• **Goal of the exercise**
Turn the records below into a Markdown table with the columns "Row" and "Text". Put one record line per row with its row number, skip blank lines, and leave out the pictures.

#### Stored records ####

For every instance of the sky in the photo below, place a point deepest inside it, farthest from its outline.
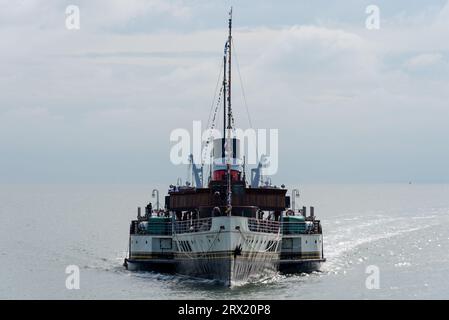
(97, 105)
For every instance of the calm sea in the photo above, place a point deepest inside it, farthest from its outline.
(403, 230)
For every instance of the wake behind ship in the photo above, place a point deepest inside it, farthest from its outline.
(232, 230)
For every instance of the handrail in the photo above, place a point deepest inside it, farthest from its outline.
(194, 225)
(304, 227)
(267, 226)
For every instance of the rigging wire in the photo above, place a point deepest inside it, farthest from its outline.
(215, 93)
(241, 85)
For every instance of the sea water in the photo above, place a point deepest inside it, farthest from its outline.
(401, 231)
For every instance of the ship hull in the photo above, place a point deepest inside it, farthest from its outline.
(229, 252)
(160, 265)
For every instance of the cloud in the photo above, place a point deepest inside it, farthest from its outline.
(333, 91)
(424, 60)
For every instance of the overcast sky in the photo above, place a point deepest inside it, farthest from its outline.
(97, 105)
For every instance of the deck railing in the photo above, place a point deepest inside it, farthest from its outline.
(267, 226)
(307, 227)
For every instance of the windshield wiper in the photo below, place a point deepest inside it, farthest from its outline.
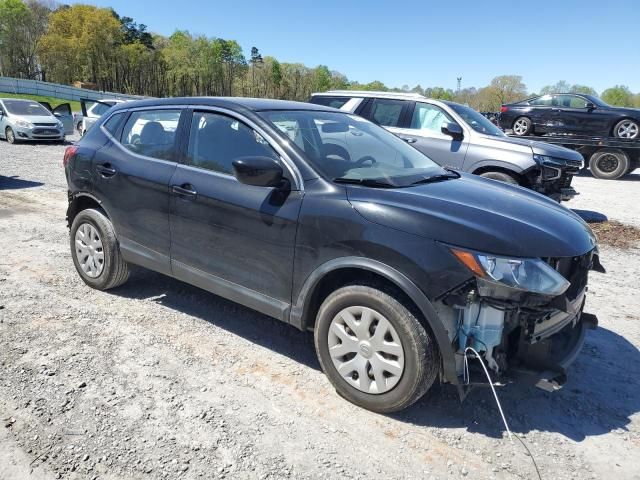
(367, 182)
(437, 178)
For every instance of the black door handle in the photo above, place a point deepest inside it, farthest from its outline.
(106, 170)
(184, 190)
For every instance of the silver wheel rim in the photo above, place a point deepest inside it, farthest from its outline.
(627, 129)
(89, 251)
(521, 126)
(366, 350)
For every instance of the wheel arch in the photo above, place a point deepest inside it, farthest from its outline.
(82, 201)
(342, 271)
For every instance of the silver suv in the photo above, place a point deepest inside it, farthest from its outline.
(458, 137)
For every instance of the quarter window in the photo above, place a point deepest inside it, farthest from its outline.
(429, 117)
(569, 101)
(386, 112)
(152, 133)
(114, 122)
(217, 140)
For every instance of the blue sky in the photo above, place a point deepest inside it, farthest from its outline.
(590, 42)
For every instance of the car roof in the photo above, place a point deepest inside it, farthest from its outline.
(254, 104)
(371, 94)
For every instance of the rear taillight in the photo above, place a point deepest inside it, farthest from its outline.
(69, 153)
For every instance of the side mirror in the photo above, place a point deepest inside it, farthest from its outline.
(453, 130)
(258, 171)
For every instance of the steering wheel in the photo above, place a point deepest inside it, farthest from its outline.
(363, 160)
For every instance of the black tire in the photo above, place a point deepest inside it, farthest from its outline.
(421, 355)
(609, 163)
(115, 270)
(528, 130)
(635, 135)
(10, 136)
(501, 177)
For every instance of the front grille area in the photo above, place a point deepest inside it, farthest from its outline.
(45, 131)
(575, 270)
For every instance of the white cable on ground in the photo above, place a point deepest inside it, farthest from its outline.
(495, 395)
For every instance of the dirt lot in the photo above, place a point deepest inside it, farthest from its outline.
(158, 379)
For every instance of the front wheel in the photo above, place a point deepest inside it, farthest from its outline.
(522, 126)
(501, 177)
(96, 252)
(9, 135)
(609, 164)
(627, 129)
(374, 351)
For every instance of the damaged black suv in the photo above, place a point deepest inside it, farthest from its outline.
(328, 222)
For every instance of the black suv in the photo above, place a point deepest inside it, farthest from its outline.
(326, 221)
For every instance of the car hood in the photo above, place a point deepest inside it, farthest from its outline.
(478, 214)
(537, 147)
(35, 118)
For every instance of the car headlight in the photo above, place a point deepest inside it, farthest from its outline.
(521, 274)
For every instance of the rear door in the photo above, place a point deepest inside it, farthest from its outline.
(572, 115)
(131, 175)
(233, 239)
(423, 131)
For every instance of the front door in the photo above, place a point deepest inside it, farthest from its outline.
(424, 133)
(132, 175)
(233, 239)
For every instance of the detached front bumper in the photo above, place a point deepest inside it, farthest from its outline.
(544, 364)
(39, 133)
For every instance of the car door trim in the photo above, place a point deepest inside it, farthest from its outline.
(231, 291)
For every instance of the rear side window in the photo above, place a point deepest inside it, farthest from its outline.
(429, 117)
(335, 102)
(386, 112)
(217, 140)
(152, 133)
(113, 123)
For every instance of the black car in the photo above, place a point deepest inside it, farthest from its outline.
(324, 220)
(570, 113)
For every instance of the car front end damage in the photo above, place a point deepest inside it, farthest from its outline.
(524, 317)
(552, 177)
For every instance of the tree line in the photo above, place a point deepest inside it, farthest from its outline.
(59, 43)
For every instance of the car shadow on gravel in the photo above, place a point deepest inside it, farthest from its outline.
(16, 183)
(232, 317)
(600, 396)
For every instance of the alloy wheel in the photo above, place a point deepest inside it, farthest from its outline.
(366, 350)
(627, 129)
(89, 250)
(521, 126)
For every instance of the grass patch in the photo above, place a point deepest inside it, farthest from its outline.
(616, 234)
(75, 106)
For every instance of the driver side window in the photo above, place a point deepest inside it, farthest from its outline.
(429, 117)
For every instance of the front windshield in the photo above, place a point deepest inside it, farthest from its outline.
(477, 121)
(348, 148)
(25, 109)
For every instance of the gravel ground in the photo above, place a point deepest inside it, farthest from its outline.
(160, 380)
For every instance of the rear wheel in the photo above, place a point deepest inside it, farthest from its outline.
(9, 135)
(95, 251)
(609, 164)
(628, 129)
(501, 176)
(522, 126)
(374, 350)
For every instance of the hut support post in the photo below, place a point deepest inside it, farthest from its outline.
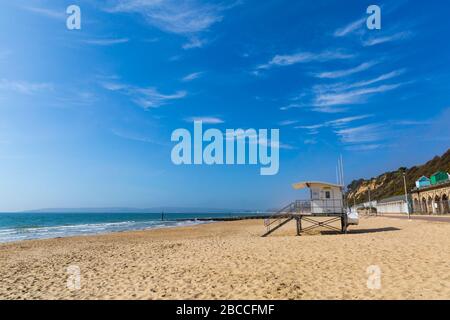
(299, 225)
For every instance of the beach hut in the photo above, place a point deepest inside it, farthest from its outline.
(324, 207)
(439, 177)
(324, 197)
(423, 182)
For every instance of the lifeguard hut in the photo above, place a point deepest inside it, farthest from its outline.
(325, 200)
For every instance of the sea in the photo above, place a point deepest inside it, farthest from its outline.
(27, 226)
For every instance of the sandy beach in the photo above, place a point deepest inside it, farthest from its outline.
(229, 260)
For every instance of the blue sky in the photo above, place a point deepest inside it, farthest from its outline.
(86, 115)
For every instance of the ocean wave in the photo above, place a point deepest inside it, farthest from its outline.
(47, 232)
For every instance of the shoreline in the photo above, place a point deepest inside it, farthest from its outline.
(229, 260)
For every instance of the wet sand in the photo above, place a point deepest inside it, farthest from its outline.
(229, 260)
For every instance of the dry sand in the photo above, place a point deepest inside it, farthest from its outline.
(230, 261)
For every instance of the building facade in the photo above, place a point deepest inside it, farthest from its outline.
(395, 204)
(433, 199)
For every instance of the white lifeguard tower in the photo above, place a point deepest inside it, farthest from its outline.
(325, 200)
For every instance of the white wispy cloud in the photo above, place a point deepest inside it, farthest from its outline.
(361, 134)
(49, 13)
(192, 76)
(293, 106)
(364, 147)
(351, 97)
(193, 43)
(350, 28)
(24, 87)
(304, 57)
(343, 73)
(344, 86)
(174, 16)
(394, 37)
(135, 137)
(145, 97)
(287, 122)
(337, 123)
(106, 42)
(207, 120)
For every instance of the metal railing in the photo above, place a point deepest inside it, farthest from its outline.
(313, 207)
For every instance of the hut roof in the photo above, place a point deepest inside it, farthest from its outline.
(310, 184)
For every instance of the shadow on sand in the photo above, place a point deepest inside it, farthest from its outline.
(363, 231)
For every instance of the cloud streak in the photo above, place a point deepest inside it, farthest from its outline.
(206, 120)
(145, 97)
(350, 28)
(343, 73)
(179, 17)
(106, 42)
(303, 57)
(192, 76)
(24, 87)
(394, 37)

####

• **Exercise result**
| Row | Text |
|---|---|
| 1 | For every instance of the sky in the photo below, place a point deepest inside it, farthest from its outline. |
| 2 | (97, 105) |
| 3 | For every instance of the calm sea in the photo above, place a point deepest inside it, farthest from its outline. |
| 4 | (403, 230) |
| 5 | For every instance of the wake behind ship in the photo above, place a point deepest inside it, farthest from its outline. |
| 6 | (232, 230) |
| 7 | For every instance of the handrail in the photo above, place a point deepest inside it, farthest from its outline. |
| 8 | (194, 225) |
| 9 | (304, 227) |
| 10 | (267, 226) |
| 11 | For every instance of the rigging wire in the photo above, place a point deepest inside it, farthest from its outline. |
| 12 | (215, 93) |
| 13 | (241, 85) |
| 14 | For every instance of the sea water in the photo above, place a point deepest inside it, farthest from its outline. |
| 15 | (401, 231) |
| 16 | For every instance of the ship hull in the photo above, place a point deepest inside it, farthest from its outline. |
| 17 | (229, 252) |
| 18 | (160, 265) |
| 19 | For every instance of the cloud in the photo above, place a point deepest inside it, farthest from its outline. |
| 20 | (333, 91) |
| 21 | (424, 60) |
| 22 | For every instance of the overcast sky in the photo above, place a point deepest inside it, farthest from its outline. |
| 23 | (97, 105) |
| 24 | For every instance of the deck railing in the photo above, place a point deepest inside it, farthest from its outline. |
| 25 | (267, 226) |
| 26 | (307, 227) |
| 27 | For every instance of the windshield wiper in the photo below, place a point deepest inside it, farthest from its outline. |
| 28 | (367, 182) |
| 29 | (437, 178) |
| 30 | For every instance of the black door handle in the photo above, place a point deepest inside it, farthest from its outline. |
| 31 | (106, 170) |
| 32 | (184, 190) |
| 33 | For every instance of the silver wheel rim in the photo above, place a point deepest inside it, farthest from its outline. |
| 34 | (627, 129) |
| 35 | (89, 251) |
| 36 | (521, 126) |
| 37 | (366, 350) |
| 38 | For every instance of the wheel arch in the photo above, place a point deepest inside it, farthest from its outline. |
| 39 | (82, 201) |
| 40 | (342, 271) |
| 41 | For every instance of the silver suv in the photo above, place a point deepest inside it, farthest from its outline. |
| 42 | (458, 137) |
| 43 | For every instance of the quarter window in the photo above, place a point deepest inside it, farthest from its outline. |
| 44 | (429, 117) |
| 45 | (569, 101) |
| 46 | (386, 112) |
| 47 | (152, 133) |
| 48 | (114, 122) |
| 49 | (217, 140) |
| 50 | For every instance of the blue sky in the photo above, place a point deepest inside it, farthest from its outline. |
| 51 | (590, 42) |
| 52 | For every instance of the car roof in the photo above, place a point deepest inside it, farthest from its outline. |
| 53 | (254, 104) |
| 54 | (371, 94) |
| 55 | For every instance of the rear taillight in the photo above, place a point deepest inside it, farthest from its outline. |
| 56 | (69, 153) |
| 57 | For every instance of the side mirror in the photo above, place a point deepest inside it, farthest from its outline. |
| 58 | (453, 130) |
| 59 | (258, 171) |
| 60 | For every instance of the steering wheel in the photo above, place a point deepest inside it, farthest from its outline. |
| 61 | (363, 160) |
| 62 | For every instance of the black tire in the photo above, place a point deepest inside it, farthest from its outline. |
| 63 | (421, 355) |
| 64 | (609, 163) |
| 65 | (115, 270) |
| 66 | (528, 130) |
| 67 | (635, 135) |
| 68 | (10, 136) |
| 69 | (501, 177) |
| 70 | For every instance of the front grille area in the photo above, place a point deepest inside it, farthest from its outline. |
| 71 | (45, 131) |
| 72 | (575, 270) |
| 73 | For every instance of the white cable on ground in the photo above, place a point deepest inside it, farthest from its outline. |
| 74 | (495, 395) |
| 75 | For every instance of the dirt lot in the photo above, place a point deepest inside it, farthest from its outline. |
| 76 | (158, 379) |
| 77 | For every instance of the front wheel in the photo above, place a point deepest inside it, farthest from its outline. |
| 78 | (522, 126) |
| 79 | (501, 177) |
| 80 | (96, 252) |
| 81 | (9, 135) |
| 82 | (609, 164) |
| 83 | (627, 129) |
| 84 | (374, 351) |
| 85 | For every instance of the damaged black suv in the photo above, place a point deepest inside it, farthest from its outline. |
| 86 | (328, 222) |
| 87 | For every instance of the black suv in the photo above, place a point deepest inside it, farthest from its outline. |
| 88 | (326, 221) |
| 89 | For every instance of the car hood in the photo above, place a point deepest inside it, farthest from its outline. |
| 90 | (478, 214) |
| 91 | (537, 147) |
| 92 | (35, 118) |
| 93 | For every instance of the car headlight in the photo above, place a point deepest inside it, farthest from its outline. |
| 94 | (521, 274) |
| 95 | For every instance of the rear door in the photo above, place a point deepest inside it, farthest from its outline. |
| 96 | (572, 115) |
| 97 | (131, 175) |
| 98 | (233, 239) |
| 99 | (423, 131) |
| 100 | For every instance of the front door in the photo above, place a point deepest inside it, farthest from its outline. |
| 101 | (424, 133) |
| 102 | (132, 175) |
| 103 | (233, 239) |
| 104 | For every instance of the detached front bumper in the photo above, place a point deepest inside it, farthest from its outline. |
| 105 | (544, 364) |
| 106 | (39, 133) |
| 107 | For every instance of the car door trim in the photo above, place a point deepest inside it, farthest from its outline. |
| 108 | (231, 291) |
| 109 | For every instance of the rear side window in the photo above, place a point deepest inside it, farthest from its outline. |
| 110 | (429, 117) |
| 111 | (335, 102) |
| 112 | (386, 112) |
| 113 | (217, 140) |
| 114 | (152, 133) |
| 115 | (113, 123) |
| 116 | For every instance of the black car in the photo above, place a point deepest inside it, farthest from its outline. |
| 117 | (324, 220) |
| 118 | (570, 113) |
| 119 | For every instance of the car front end damage in the photo above, place a point deepest inside it, farthest from its outline. |
| 120 | (524, 317) |
| 121 | (552, 177) |
| 122 | For every instance of the tree line in the photo above, place a point deepest inside it, farthest from its outline. |
| 123 | (59, 43) |
| 124 | For every instance of the car shadow on gravel in the photo above, place a point deepest inside it, farthest from its outline. |
| 125 | (16, 183) |
| 126 | (232, 317) |
| 127 | (600, 396) |
| 128 | For every instance of the alloy wheel in the photo above, place a point deepest inside it, farthest from its outline. |
| 129 | (366, 350) |
| 130 | (627, 129) |
| 131 | (89, 250) |
| 132 | (521, 126) |
| 133 | For every instance of the grass patch in the photo above, place a point deepest inside it, farthest from its outline. |
| 134 | (616, 234) |
| 135 | (75, 106) |
| 136 | For every instance of the driver side window in the photo above, place a point deepest inside it, farthest from its outline. |
| 137 | (429, 117) |
| 138 | For every instance of the front windshield in the photo above, place a point deepest inside it, farthest from its outline. |
| 139 | (477, 121) |
| 140 | (348, 148) |
| 141 | (25, 109) |
| 142 | For every instance of the gravel ground in the photo above, place a point deepest inside it, farthest from its outline. |
| 143 | (160, 380) |
| 144 | For every instance of the rear wheel in the photo above, place a point deepest inside it, farthest from its outline. |
| 145 | (9, 135) |
| 146 | (95, 251) |
| 147 | (609, 164) |
| 148 | (628, 129) |
| 149 | (501, 176) |
| 150 | (522, 126) |
| 151 | (374, 350) |
| 152 | For every instance of the hut support post in the photo below, place a point deepest inside it, farthest from its outline. |
| 153 | (299, 225) |
| 154 | For every instance of the beach hut in the photo above, place a point deepest inside it, farthest from its outline. |
| 155 | (324, 207) |
| 156 | (439, 177) |
| 157 | (324, 197) |
| 158 | (423, 182) |
| 159 | For every instance of the lifeguard hut in the photo above, place a point deepest inside it, farthest from its outline. |
| 160 | (325, 200) |
| 161 | For every instance of the sea in the photo above, place a point deepest inside it, farthest from its outline. |
| 162 | (27, 226) |
| 163 | For every instance of the sandy beach in the photo above, place a point deepest inside it, farthest from its outline. |
| 164 | (229, 260) |
| 165 | For every instance of the blue sky in the photo above, place a point deepest inside it, farthest from its outline. |
| 166 | (86, 115) |
| 167 | For every instance of the ocean wave in the photo above, place a point deepest inside it, farthest from its outline. |
| 168 | (47, 232) |
| 169 | For every instance of the shoreline in the photo above, place a point deepest inside it, farthest from its outline. |
| 170 | (229, 260) |
| 171 | For every instance of the wet sand in the photo above, place a point deepest inside it, farthest from its outline. |
| 172 | (229, 260) |
| 173 | For every instance of the dry sand in the photo above, place a point deepest inside it, farthest from its outline. |
| 174 | (230, 261) |
| 175 | For every instance of the building facade in the photo above, place a point deepest inside it, farthest from its outline. |
| 176 | (395, 204) |
| 177 | (433, 199) |
| 178 | For every instance of the white lifeguard tower in the photo above, place a point deepest inside it, farthest from its outline. |
| 179 | (325, 200) |
| 180 | For every instance of the white wispy cloud in the photo above, place a point deepest inside it, farthest from its outline. |
| 181 | (361, 134) |
| 182 | (49, 13) |
| 183 | (192, 76) |
| 184 | (293, 106) |
| 185 | (364, 147) |
| 186 | (351, 97) |
| 187 | (193, 43) |
| 188 | (350, 28) |
| 189 | (24, 87) |
| 190 | (304, 57) |
| 191 | (343, 73) |
| 192 | (344, 86) |
| 193 | (174, 16) |
| 194 | (394, 37) |
| 195 | (135, 137) |
| 196 | (145, 97) |
| 197 | (287, 122) |
| 198 | (337, 123) |
| 199 | (106, 42) |
| 200 | (207, 120) |
| 201 | For every instance of the metal railing in the photo above, place a point deepest inside it, farthest from its outline. |
| 202 | (313, 207) |
| 203 | For every instance of the hut roof in the photo above, place a point deepest inside it, farthest from its outline. |
| 204 | (310, 184) |
| 205 | For every instance of the shadow on sand in the photo above, place a point deepest inside it, farthest from its outline. |
| 206 | (363, 231) |
| 207 | For every instance of the cloud streak in the photo above, place a point deepest inside it, farthest from its outline. |
| 208 | (206, 120) |
| 209 | (145, 97) |
| 210 | (350, 28) |
| 211 | (343, 73) |
| 212 | (179, 17) |
| 213 | (106, 42) |
| 214 | (303, 57) |
| 215 | (192, 76) |
| 216 | (24, 87) |
| 217 | (394, 37) |